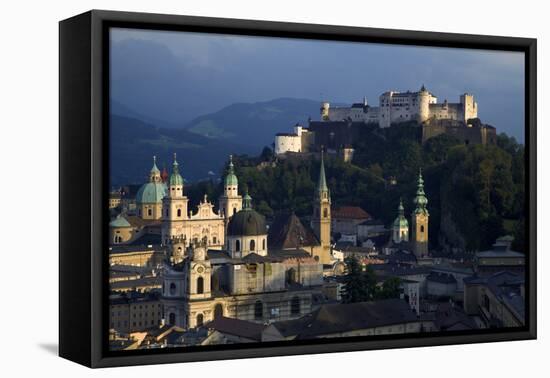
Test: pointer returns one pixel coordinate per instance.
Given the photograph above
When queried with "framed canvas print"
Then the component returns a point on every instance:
(234, 188)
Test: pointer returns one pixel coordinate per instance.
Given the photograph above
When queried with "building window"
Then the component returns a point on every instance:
(200, 285)
(258, 310)
(218, 311)
(295, 306)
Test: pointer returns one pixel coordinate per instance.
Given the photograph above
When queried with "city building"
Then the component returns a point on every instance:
(498, 299)
(247, 280)
(383, 317)
(135, 312)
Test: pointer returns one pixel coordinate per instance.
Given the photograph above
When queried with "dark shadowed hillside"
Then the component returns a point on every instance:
(134, 142)
(255, 123)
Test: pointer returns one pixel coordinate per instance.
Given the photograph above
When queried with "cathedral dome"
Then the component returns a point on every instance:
(247, 222)
(152, 192)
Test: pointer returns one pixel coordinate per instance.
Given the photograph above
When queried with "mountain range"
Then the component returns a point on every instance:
(203, 144)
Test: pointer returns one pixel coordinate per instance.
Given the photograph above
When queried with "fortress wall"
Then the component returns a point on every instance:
(446, 111)
(468, 135)
(334, 135)
(401, 114)
(288, 143)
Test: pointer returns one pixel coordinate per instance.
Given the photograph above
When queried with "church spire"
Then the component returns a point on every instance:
(154, 174)
(420, 200)
(175, 177)
(247, 201)
(322, 183)
(230, 177)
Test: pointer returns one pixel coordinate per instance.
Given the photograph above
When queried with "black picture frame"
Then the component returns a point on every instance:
(83, 112)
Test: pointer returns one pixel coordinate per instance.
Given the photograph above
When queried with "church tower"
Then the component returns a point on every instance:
(420, 217)
(230, 201)
(174, 206)
(320, 222)
(400, 228)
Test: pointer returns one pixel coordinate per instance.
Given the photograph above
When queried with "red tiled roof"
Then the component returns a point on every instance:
(350, 212)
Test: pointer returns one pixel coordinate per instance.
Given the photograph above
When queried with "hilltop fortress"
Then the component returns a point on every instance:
(396, 107)
(339, 127)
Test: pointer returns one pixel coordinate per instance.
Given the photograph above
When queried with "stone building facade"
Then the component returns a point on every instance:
(396, 107)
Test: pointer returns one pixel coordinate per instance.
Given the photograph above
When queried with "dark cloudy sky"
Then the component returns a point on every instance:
(177, 76)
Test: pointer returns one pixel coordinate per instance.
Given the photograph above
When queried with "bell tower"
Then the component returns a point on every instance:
(230, 201)
(420, 218)
(199, 272)
(400, 229)
(320, 221)
(174, 206)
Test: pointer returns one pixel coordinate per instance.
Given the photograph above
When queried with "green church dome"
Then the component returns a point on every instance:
(247, 222)
(152, 192)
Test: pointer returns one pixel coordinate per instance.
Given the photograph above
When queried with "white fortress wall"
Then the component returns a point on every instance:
(287, 143)
(396, 107)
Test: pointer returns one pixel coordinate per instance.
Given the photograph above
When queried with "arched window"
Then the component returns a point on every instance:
(295, 306)
(200, 285)
(218, 311)
(258, 310)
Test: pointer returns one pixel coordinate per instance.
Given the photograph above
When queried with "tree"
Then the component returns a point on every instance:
(390, 288)
(359, 285)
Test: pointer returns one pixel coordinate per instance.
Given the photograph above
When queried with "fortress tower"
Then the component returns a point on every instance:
(423, 105)
(320, 222)
(325, 108)
(468, 107)
(420, 218)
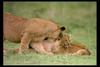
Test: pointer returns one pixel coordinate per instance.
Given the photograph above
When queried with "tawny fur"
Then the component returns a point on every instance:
(32, 31)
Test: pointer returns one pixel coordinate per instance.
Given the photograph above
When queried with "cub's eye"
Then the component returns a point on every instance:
(46, 38)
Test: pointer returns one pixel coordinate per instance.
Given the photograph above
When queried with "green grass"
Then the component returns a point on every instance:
(79, 18)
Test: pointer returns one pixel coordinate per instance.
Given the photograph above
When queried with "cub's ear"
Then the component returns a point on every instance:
(62, 28)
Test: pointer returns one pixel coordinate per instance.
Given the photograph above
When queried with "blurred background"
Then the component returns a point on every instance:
(79, 18)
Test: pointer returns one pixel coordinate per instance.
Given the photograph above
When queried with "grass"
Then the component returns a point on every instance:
(79, 18)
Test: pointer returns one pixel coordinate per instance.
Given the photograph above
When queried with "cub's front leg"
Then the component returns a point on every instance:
(25, 40)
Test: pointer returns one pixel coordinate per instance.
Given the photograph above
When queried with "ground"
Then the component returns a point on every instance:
(79, 18)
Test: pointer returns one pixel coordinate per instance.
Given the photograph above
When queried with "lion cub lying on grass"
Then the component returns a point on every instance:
(66, 47)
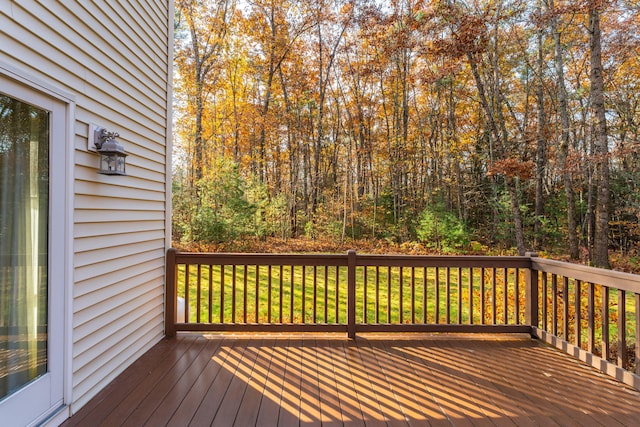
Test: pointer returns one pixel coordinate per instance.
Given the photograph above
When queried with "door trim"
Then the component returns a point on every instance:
(62, 232)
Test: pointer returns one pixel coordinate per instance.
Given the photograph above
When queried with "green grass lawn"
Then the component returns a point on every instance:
(318, 295)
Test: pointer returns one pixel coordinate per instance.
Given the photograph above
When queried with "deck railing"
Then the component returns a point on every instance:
(588, 312)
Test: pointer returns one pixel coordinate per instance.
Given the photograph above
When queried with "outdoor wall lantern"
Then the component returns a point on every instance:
(112, 156)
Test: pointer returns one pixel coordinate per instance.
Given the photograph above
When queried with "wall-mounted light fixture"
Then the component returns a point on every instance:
(112, 156)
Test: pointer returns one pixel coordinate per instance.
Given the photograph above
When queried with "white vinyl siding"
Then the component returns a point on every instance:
(114, 58)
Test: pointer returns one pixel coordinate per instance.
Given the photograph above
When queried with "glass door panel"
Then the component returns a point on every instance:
(24, 214)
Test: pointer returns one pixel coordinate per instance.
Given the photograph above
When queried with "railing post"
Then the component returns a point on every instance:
(532, 294)
(351, 294)
(170, 294)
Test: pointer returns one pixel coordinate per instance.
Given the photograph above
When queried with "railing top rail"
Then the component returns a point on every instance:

::::

# Exercise:
Each entry above is to be duplicated exactly, and its pictures omitted.

# Your response:
Test: pointer returns one pixel coordinate per instance.
Given the photograph above
When queried with "framed canvas print"
Then the component returns a point on every instance:
(234, 188)
Test: pointer returns one pixel coordinate per instance.
Given the photograph above
When queried with "building window"
Then the component returns a point on every instance:
(200, 285)
(258, 310)
(218, 311)
(295, 306)
Test: pointer returns one pixel coordinate per instance.
Given the photograph above
When queried with "city building"
Then the component returns a point on every instance:
(498, 299)
(247, 280)
(383, 317)
(135, 312)
Test: pointer returns one pixel coordinate per instance.
Given the photograph above
When queried with "dark shadowed hillside"
Then the component returns a point on every instance:
(134, 142)
(255, 123)
Test: pointer returns one pixel coordinate per instance.
Given the photograph above
When queried with "cathedral dome"
Then the component returns a point on every instance:
(247, 222)
(152, 192)
Test: pointer returns one pixel coordinate per instance.
Given the photograph above
When queried with "mountain range"
Then the component returns a point on every instance:
(203, 144)
Test: pointer returns one pixel coordinate per instance.
Given the photograph above
When queried with "fortress wall"
Then the component returns a point on every instance:
(446, 111)
(468, 135)
(334, 135)
(401, 114)
(288, 143)
Test: pointer returns one pixel coordinate per instance.
Given the photograph above
When queried with "church spire"
Then the component returns a point on every instance:
(154, 174)
(420, 200)
(175, 177)
(247, 201)
(322, 183)
(230, 177)
Test: pointer returns one pixel coordinate per instance.
Given the photograph above
When queried with "black picture frame"
Then the component returns a point on every instance:
(83, 112)
Test: pointer returns one pixel coordinate per instance.
Given the photograph above
When queried with "church tower"
Then the component returns a point on every instance:
(420, 217)
(230, 201)
(174, 206)
(320, 222)
(400, 228)
Test: pointer returns one pixel coordinate per instance.
Given the photograph above
When queried with "red tiled roof"
Then the component returns a point on every instance:
(350, 212)
Test: pointer returns one pixel coordinate per instance.
Given the photograph above
When queried with "hilltop fortress"
Then the component returns a point on every instance:
(396, 107)
(339, 127)
Test: pointer returns one pixel coordinate per instance.
Given the photograph above
When queried with "stone building facade"
Then the component returns a point on every instance:
(396, 107)
Test: pointer returns one pixel coordinate per instance.
Given the photograph above
When queried with "dark cloudy sky"
Then the component returns a point on every instance:
(177, 76)
Test: pointer returns one pixel coordinate per instance.
Given the photograph above
When queried with "bell tower"
Then the component returns a point on every instance:
(230, 201)
(420, 218)
(199, 272)
(400, 229)
(320, 221)
(174, 206)
Test: pointer returns one pixel coordinate per instance.
Given the photograph above
When queried with "green church dome"
Then the component returns a point on every instance:
(247, 222)
(152, 192)
Test: pointer returns one pixel coordinate per instance.
Given the photograph above
When queried with "white fortress wall"
Then the component returns a point on every instance:
(287, 143)
(396, 107)
Test: pointer returns one pixel coordinate per instance.
Given the photograph above
When queried with "arched window"
Then the component returns a point on every instance:
(295, 306)
(200, 285)
(218, 311)
(258, 310)
Test: pointer returns one pixel coordinate per instance.
Given the photograph above
When queried with "tree"
Then the component returns a point on every instance:
(390, 288)
(359, 285)
Test: pointer returns one pixel coordinate per instance.
Given the photograph above
When queried with "fortress tower"
Then the component returns a point on every instance:
(423, 105)
(320, 222)
(325, 108)
(468, 107)
(420, 218)
Test: pointer returns one pixel coordinate per instance.
Given the photograph above
When queried with "tawny fur"
Then the component returns a point on every instance:
(32, 31)
Test: pointer returns one pixel coordinate per instance.
Given the photograph above
When queried with "cub's eye"
Then the component returns a point on every instance:
(46, 38)
Test: pointer returns one pixel coordinate per instance.
Given the photograph above
When queried with "green grass"
Then the component returns a point on every instance:
(79, 18)
Test: pointer returns one pixel coordinate per instance.
Given the photograph above
When queried with "cub's ear"
Then the component returns a point on every instance:
(62, 28)
Test: pointer returns one pixel coordinate per instance.
Given the photograph above
When queried with "blurred background"
Then the component returns a point on every instance:
(79, 18)
Test: pointer returns one pixel coordinate per instance.
Given the photograph above
When queried with "grass"
Then the component returns a point on every instance:
(79, 18)
Test: pointer returns one pixel coordinate per instance.
Given the photograph above
When queried with "cub's front leg"
Then the component returns a point on every instance:
(25, 40)
Test: pointer returns one pixel coordinate per instance.
Given the photograph above
When queried with "ground"
Then the component returns a point on every instance:
(79, 18)
Test: pointer returns one pixel coordinate per instance.
Given the photograph above
When queried with "lion cub lying on grass"
Then the component returns a point on every instance:
(66, 47)
Test: pointer returns one pixel coordinate per instance.
Given the photograph above
When queried with "door trim"
Then the component returns a point on every instance:
(62, 232)
Test: pointer returns one pixel coordinate per instance.
Given the photograph above
When queried with "green grass lawn"
Then the component returns a point on every instance:
(318, 295)
Test: pointer returns one pixel coordinate per instance.
Given the photograph above
When queried with "deck railing"
Then the component returns a point on every instance:
(588, 312)
Test: pointer returns one pixel coordinate per instance.
Given the photograph above
When queried with "outdoor wall lantern"
Then the component returns a point on every instance:
(112, 156)
Test: pointer returns one pixel coordinate per instance.
Given the photograph above
When queried with "wall-mounted light fixture"
Then the component returns a point on every instance:
(112, 156)
Test: pointer returns one pixel coordinate per instance.
Given the photograph above
When queried with "white vinyl siding"
Then the component returns a point on every instance:
(114, 58)
Test: pointer returns one pixel coordinate per instance.
Given the photograph above
When queried with "glass door panel"
Then the component returns a point on every instance:
(24, 214)
Test: pointer returns one pixel coordinate per instance.
Given the photograph above
When queried with "railing post"
Then the component returns a point on every instance:
(532, 294)
(351, 294)
(170, 294)
Test: pointer returns one pixel coordinate per instance.
Given the photograph above
When queried with "railing top rail"
Then the component returns a point on every instance:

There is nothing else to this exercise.